(Stored records)
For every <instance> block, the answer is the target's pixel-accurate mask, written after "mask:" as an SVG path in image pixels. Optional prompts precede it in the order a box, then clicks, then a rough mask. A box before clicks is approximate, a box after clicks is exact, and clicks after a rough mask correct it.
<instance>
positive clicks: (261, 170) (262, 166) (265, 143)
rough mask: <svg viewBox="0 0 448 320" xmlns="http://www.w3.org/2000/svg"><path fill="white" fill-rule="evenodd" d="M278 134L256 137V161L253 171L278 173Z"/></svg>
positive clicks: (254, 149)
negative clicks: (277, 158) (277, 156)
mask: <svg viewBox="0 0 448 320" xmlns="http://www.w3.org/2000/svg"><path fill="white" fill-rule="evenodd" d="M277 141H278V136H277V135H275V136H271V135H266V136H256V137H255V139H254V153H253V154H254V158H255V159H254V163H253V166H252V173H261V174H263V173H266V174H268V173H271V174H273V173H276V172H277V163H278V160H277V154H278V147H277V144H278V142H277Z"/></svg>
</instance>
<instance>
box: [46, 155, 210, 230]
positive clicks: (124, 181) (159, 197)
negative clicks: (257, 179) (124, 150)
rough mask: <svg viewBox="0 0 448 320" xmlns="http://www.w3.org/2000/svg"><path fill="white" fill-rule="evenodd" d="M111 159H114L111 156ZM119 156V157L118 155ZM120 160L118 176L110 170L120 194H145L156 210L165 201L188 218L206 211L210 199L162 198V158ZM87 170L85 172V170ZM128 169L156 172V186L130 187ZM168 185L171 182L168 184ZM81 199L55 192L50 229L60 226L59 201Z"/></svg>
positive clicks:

## TASK ITEM:
Pick out the lines above that hold the string "instance" and show them.

## ANSWER FOR THIS EXERCISE:
For every <instance> block, the answer is the target's pixel-accurate mask, written after "mask:" as an SVG path in image pixels. Optional prompts precede it in the order a box, then clicks, then a rough mask. A box before clicks is approximate, a box after clicks is exact, and clicks after a rough mask correct it.
<instance>
</instance>
<instance>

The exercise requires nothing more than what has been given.